Trecho ▸
===============

A cruzada que Olavo empreende contra a perigosa hegemonia ideológica esquerdista nunca foi respondida à altura. A esquerda não tem pensadores, quiçá filósofos, e nenhuma das questões que o professor Olavo denuncia, com objetividade e clareza escandalosas, foram respondidas. Quantas vezes, entre amigos, eu reclamei da mudez sórdida dos intelectuais e dos fazedores de opinião desse país?! Orava para que alguém pudesse dialogar com ele. Era triste ver quão solitária era a verdade. Não reclamo da solidão do professor, tão já afeiçoado a ela, mas a solidão mórbida de todos os que se interessam pela verdade dos fatos e esbarram na ideologia, na mentira cotidiana da modernidade, da esquálida cultura juvenil que odeia o que ignora. Mas, passada a fase de entusiasmo, que sua socrática intervenção na cultura brasileira nos traz, pois o império da burrice maliciosa e arrogante ainda sobrevive, uma tristeza, ainda que terapêutica, substitui o encanto.

===============

Instruções do exercício ▸
Responda com base no trecho:
(a) O que, segundo o trecho, a esquerda não tem?
(b) O que era triste ver?
(c) O que substitui o encanto depois de passada a fase de entusiasmo?

Dados fornecidos ▸
===============

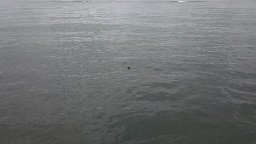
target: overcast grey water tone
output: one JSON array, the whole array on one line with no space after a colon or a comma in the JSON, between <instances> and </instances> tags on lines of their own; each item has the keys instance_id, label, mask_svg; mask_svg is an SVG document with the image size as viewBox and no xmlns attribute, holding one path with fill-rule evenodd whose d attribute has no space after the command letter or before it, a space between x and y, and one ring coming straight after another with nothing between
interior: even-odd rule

===============

Resultado ▸
(a) Pensadores, quiçá filósofos.
(b) Quão solitária era a verdade.
(c) Uma tristeza, ainda que terapêutica.